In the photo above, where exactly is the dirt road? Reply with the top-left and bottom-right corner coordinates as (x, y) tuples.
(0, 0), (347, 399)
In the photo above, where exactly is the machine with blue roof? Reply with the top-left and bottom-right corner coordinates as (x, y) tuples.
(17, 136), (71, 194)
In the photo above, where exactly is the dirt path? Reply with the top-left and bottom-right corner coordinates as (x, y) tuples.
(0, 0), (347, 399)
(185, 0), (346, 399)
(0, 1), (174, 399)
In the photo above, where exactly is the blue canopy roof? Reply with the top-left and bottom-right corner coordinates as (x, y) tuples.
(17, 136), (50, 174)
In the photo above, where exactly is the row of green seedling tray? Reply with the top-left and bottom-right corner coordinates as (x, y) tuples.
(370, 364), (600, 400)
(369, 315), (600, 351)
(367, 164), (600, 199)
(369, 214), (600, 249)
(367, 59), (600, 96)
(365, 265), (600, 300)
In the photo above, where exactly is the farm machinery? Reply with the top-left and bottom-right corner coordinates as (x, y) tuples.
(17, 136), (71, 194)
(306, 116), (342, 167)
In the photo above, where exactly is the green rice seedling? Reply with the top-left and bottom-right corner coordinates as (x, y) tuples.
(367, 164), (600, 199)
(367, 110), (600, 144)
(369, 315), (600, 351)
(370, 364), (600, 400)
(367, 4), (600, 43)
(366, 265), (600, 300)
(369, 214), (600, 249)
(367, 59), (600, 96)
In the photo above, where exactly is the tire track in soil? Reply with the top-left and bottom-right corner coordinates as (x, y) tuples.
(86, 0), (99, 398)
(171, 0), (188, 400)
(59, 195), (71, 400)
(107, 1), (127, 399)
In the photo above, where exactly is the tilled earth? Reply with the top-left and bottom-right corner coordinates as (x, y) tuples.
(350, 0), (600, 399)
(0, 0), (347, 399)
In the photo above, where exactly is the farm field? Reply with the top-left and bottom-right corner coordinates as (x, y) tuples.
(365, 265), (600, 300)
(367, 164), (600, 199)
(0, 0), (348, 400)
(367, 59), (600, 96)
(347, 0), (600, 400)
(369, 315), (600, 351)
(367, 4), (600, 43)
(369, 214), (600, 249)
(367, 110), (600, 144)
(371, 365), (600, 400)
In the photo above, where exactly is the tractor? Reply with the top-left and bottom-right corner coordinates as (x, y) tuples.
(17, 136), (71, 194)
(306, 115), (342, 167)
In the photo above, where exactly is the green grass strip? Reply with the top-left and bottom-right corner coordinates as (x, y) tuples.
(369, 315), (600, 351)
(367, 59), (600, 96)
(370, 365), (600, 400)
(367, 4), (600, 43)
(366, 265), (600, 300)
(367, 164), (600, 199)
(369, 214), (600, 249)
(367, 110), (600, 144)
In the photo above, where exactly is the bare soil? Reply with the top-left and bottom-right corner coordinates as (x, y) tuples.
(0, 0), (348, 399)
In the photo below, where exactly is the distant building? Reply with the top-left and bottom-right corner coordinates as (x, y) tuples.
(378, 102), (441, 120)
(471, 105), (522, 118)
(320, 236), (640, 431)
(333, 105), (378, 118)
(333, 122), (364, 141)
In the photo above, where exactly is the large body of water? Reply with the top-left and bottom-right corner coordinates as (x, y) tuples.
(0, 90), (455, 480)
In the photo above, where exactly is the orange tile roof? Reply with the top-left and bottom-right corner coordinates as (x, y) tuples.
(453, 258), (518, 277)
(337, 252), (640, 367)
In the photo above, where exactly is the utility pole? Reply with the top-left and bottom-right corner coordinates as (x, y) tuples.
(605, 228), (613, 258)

__Problem requirements__:
Substitute "Give" for "Reply with" wherever it occurs in the items above, and write all of them out again with nothing else changed.

__Solution to this exercise__:
In the photo above, where exactly is the dirt road? Give the top-left and bottom-right corner coordinates as (x, y) tuples.
(0, 0), (347, 399)
In the photo above, where exactly is the machine with blue roof? Give the top-left and bottom-right corner coordinates as (x, y) tuples.
(17, 136), (71, 194)
In the photo above, where exactly is the dirt path? Give the top-left and bottom-right corner coordinates as (x, y) tuples.
(0, 0), (347, 399)
(185, 0), (346, 399)
(0, 1), (174, 399)
In the photo above, where exactly is the blue canopy roof? Give the top-left and bottom-right corner coordinates as (x, y) tuples.
(17, 136), (50, 174)
In the photo above, where exactly is the row of green seedling tray? Give the top-left and bottom-right corner coordinates as (x, y) tuples.
(370, 364), (600, 400)
(369, 315), (600, 351)
(367, 164), (600, 199)
(369, 214), (600, 249)
(367, 59), (600, 96)
(365, 265), (600, 300)
In the photo above, where exactly is the farm machinery? Give the top-left and bottom-right corner coordinates as (x, y) tuples.
(17, 136), (71, 194)
(306, 116), (342, 167)
In the photo above, where exactly is the green rice seedling? Give the top-left and bottom-right corner coordinates as (x, y) tuples.
(367, 164), (600, 199)
(367, 110), (600, 144)
(369, 315), (600, 351)
(370, 364), (600, 400)
(367, 4), (600, 43)
(366, 265), (600, 300)
(369, 214), (600, 249)
(367, 59), (600, 96)
In the photo above, where exactly is the tire track in soil? Give the top-left and bottom-right corner coordinates as (x, y) tuples.
(86, 0), (99, 398)
(171, 0), (188, 400)
(59, 195), (71, 400)
(107, 1), (127, 399)
In the photo above, where exactly is the tilled earth? Give the top-left and bottom-right corner coordinates as (x, y) tuples.
(350, 0), (600, 399)
(0, 0), (347, 399)
In the photo above, where exactly is the farm field? Give the top-left and bottom-right corner coordinates as (x, y) tuples.
(365, 265), (600, 300)
(367, 164), (600, 199)
(0, 0), (348, 400)
(367, 59), (600, 96)
(347, 0), (600, 400)
(369, 315), (600, 351)
(367, 4), (600, 43)
(369, 214), (600, 249)
(367, 110), (600, 144)
(371, 365), (600, 400)
In the photo above, where exactly is the tractor? Give the top-left and bottom-right corner coordinates as (x, y) tuples.
(17, 136), (71, 194)
(306, 115), (342, 167)
In the photo above, where exactly is the green grass strip? Give the top-left and bottom-right corner coordinates as (x, y) tuples.
(369, 315), (600, 351)
(367, 59), (600, 96)
(370, 365), (600, 400)
(367, 4), (600, 43)
(366, 265), (600, 300)
(367, 164), (600, 199)
(369, 214), (600, 249)
(367, 110), (600, 144)
In the photo above, where exactly is the bare soil? Give the top-left and bottom-right corner coordinates as (x, y) tuples.
(0, 0), (348, 399)
In the photo below, where exactly is the distant building? Give the top-left and bottom-right corner coordinates as (x, y) tuples.
(378, 102), (441, 120)
(471, 105), (522, 118)
(320, 236), (640, 431)
(333, 105), (378, 118)
(333, 122), (364, 141)
In the photo above, where exactly is the large body of water? Give the top-left and bottom-right corner coordinates as (x, y) tuples.
(0, 90), (455, 480)
In the photo above, where exactly is the orange tile roof? Give the top-left and bottom-right corner coordinates as (x, y) tuples.
(453, 258), (518, 277)
(337, 252), (640, 367)
In the photo above, where exactly is the utility pole? Give the top-left and bottom-right corner coordinates as (x, y) tuples.
(605, 228), (613, 258)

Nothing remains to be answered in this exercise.